- **WORK INSTRUCTIONS**
Return the lines below as a JSON list of strings, with one string per line and any blank lines omitted.

Excerpts from point annotation data:
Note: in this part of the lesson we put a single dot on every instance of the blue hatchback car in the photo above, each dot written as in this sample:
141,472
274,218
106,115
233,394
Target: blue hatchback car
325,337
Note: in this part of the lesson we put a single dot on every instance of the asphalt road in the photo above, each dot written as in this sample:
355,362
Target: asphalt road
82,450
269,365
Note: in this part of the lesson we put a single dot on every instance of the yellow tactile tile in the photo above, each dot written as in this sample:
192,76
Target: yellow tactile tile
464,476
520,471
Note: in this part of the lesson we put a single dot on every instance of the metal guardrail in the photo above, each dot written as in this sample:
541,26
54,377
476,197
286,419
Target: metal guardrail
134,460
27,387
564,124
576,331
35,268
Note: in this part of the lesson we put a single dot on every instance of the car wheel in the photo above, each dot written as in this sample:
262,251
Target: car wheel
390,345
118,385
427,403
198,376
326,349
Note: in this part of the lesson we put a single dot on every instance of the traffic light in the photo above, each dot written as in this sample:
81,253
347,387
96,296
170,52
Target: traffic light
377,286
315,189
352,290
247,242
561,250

- **OUTPUT OF THE TASK**
[
  "Note: in this part of the lesson we put a single dot on every instance of the blue hatchback car in the photo above, each dot written as in this sample:",
  "141,472",
  "274,218",
  "106,115",
  "233,394",
  "Target: blue hatchback car",
  "325,337",
  "Note: in this part of the lesson we put a single dot on every instance of the asphalt road in the photo above, each dot written as in this sample:",
  "355,362",
  "Target: asphalt road",
  "82,450",
  "269,365",
  "Note: in this part of the lesson we put a single dot on every instance of the yellow tactile tile in the photo above, each dot written as in this sample:",
  "192,76",
  "Target: yellow tactile tile",
  "464,476",
  "520,471",
  "Note: in this part of the lesson we put a single dot on every instance of the metal guardrail in the photo above, each dot written as in this sample:",
  "541,26",
  "54,377",
  "476,197",
  "286,419",
  "Target: metal guardrail",
  "134,460",
  "27,387",
  "564,124",
  "576,331",
  "35,268",
  "Note: in this part of the lesson we put a single dot on every instance of the car wheel in the photo above, each dot written as in this sample:",
  "262,251",
  "Target: car wheel",
  "390,345",
  "118,385",
  "427,403",
  "198,376",
  "326,349",
  "Note: in this part of the lesson we put a single dot on every instance of the traffic light in the photo above, each dot written as in this sample:",
  "81,253",
  "347,387",
  "96,296",
  "170,52",
  "Target: traffic light",
  "377,286",
  "315,189",
  "352,290",
  "247,242",
  "561,250"
]